Can you transcribe every entry word for word, skipping the images?

### SOURCE MATERIAL

--

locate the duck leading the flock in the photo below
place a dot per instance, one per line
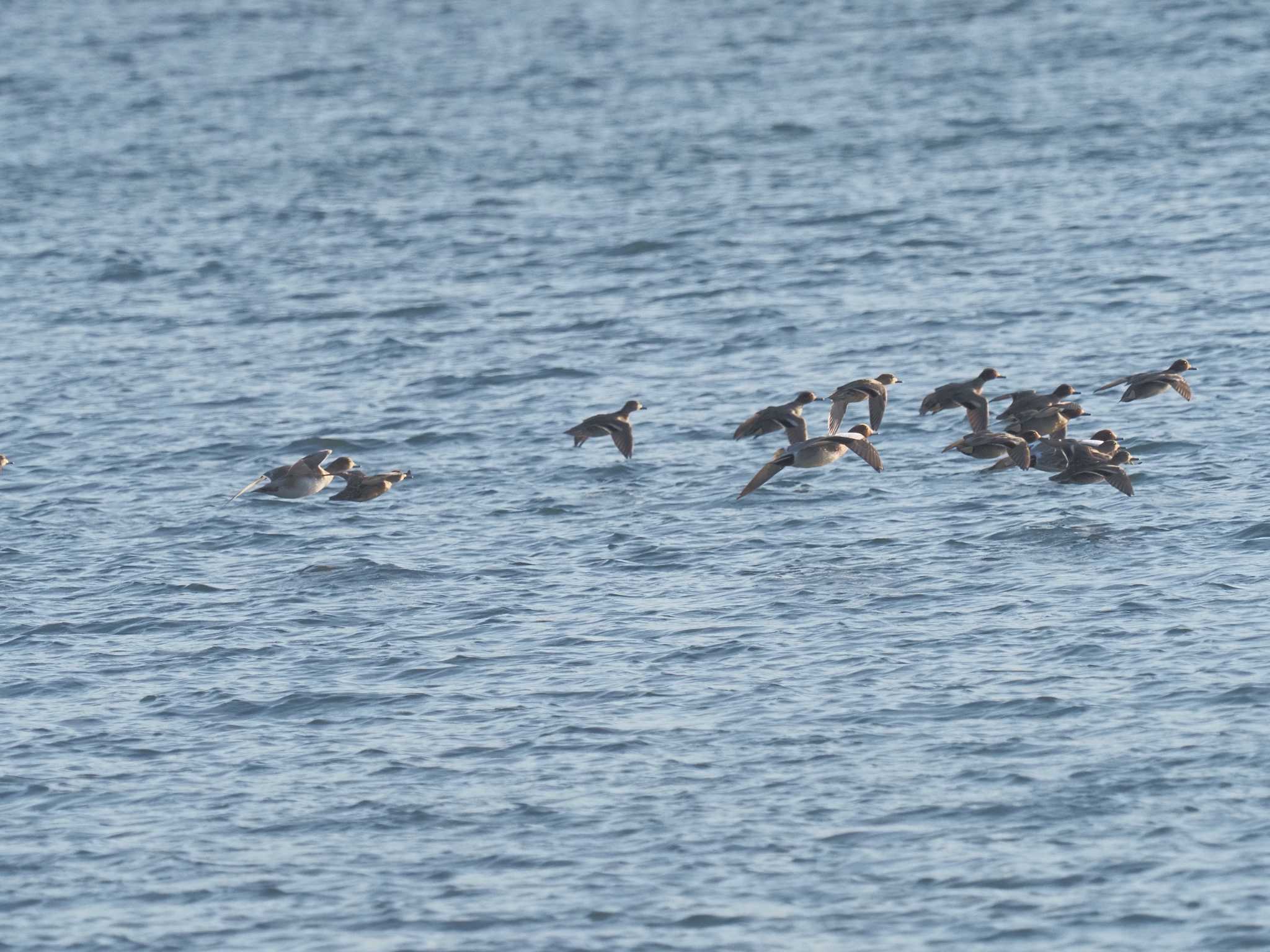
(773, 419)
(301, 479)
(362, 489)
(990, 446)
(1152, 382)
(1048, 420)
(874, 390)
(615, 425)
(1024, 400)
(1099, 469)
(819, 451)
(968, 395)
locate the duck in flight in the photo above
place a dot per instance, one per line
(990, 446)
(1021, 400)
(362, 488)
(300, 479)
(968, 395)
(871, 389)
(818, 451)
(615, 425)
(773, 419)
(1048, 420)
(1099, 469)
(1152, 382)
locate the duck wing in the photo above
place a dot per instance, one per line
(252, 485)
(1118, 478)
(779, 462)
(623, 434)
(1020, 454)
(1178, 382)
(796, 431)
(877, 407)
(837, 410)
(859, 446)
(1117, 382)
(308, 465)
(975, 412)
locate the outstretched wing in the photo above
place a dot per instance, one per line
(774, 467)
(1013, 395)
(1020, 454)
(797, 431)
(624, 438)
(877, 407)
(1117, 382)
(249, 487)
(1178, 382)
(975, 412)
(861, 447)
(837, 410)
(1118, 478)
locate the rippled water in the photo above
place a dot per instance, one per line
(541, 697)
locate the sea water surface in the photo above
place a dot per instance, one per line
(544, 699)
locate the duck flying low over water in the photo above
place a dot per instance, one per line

--

### TASK OUTPUT
locate the duck leading the flock in the photo below
place a dot per instance, one per line
(773, 419)
(301, 479)
(362, 489)
(990, 446)
(1152, 382)
(1048, 420)
(874, 390)
(615, 425)
(1024, 400)
(1099, 469)
(819, 451)
(968, 395)
locate the duck in flight in the photo above
place a dot per instance, one per line
(990, 446)
(1021, 400)
(362, 488)
(300, 479)
(968, 395)
(871, 389)
(818, 451)
(615, 425)
(773, 419)
(1048, 420)
(1099, 469)
(1152, 382)
locate the duck wing in the photo above
place a dot per instance, one per line
(252, 485)
(1118, 478)
(779, 462)
(623, 434)
(1020, 454)
(1178, 382)
(796, 431)
(877, 407)
(837, 410)
(859, 446)
(1117, 382)
(308, 465)
(975, 412)
locate the outstretched wing in the photo above
place a dot per instance, one per line
(774, 467)
(1013, 395)
(1020, 454)
(797, 431)
(624, 438)
(877, 407)
(1117, 382)
(249, 487)
(1178, 382)
(975, 412)
(861, 447)
(837, 410)
(1118, 478)
locate the rippled water in the photo above
place a dot per instance, one per line
(541, 697)
locate the sea water surface in the photo above
place a dot per instance, one per line
(544, 699)
locate the duck flying low over water in the photo above
place a dot per instance, one per line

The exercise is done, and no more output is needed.